- [Tarea A]:
En la columna sobre la pandemia, ¿a quién se atribuye la idea de que paralizar la producción puede causar más muertes que el coronavirus?
- [Tarea B]:
Transcribe de la columna sobre la pandemia el pasaje que empieza en las palabras "Vivimos la cuarentena" y termina después de "que el coronavirus.".

- [Texto proporcionado]:
____

Desde que el virus anda suelto me resulta cada vez más difícil pergeñar esta columna. Tengo la sensación de que, aparte de obviedades, mi opinión nada aporta en la lucha contra la pandemia y la brutal crisis económica que se avecina. Incluso la crítica, en medio de la batalla que toda la humanidad mantiene contra el enemigo común, la percibo destructiva. Solo divide, alienta las deserciones y contribuye al caos. No nos queda otra que confiar ciegamente, por más errores que cometan, por más palos de ciego que den, en quienes ocupan el puesto de mando. Tiempo habrá para la censura o el aplauso cuando salgamos de esta.
Vivimos la cuarentena con el alma en un puño. Con la incertidumbre de no saber si caeremos enfermos o si nuestros hijos mantendrán el trabajo. Ambas posibilidades nos angustian. Pero los gobiernos deben optar, porque la pandemia y la economía se llevan mal. Los sanitarios exigen que paremos máquinas para frenar el virus. Los economistas defienden lo contrario y advierten que paralizar la producción, medida nunca tomada, ni en la paz ni en la guerra, puede tener efectos catastróficos. Incluso -el añadido es de Trump- puede causar más muertes que el coronavirus.
Todos tienen razones. Y es de agradecer que, al menos en esta cuestión, la línea divisoria no la marquen los colores políticos. Pablo Casado o los presidentes de Cataluña y Murcia abogaban por la parálisis total, Núñez Feijoo o Nadia Calviño optaban por dejar un hálito de actividad para evitar que el cierre transitorio se convierta en definitivo. Los sindicatos a un lado, la patronal al otro. Todos tenían buenas razones, pero la razón, en tiempos de crisis, la tiene el mando único. El que, ante una terrible disyuntiva, está obligado a decidir. A elegir, entre dos males, el que considera menor. Mandó parar y ahí se acaba para mí el debate.

____

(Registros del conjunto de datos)
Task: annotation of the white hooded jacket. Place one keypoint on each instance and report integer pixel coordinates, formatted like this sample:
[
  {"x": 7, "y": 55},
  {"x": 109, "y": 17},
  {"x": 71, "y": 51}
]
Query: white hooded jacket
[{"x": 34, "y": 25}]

____

- [Respuesta A]:
A Trump.

- [Respuesta B]:
Vivimos la cuarentena con el alma en un puño. Con la incertidumbre de no saber si caeremos enfermos o si nuestros hijos mantendrán el trabajo. Ambas posibilidades nos angustian. Pero los gobiernos deben optar, porque la pandemia y la economía se llevan mal. Los sanitarios exigen que paremos máquinas para frenar el virus. Los economistas defienden lo contrario y advierten que paralizar la producción, medida nunca tomada, ni en la paz ni en la guerra, puede tener efectos catastróficos. Incluso -el añadido es de Trump- puede causar más muertes que el coronavirus.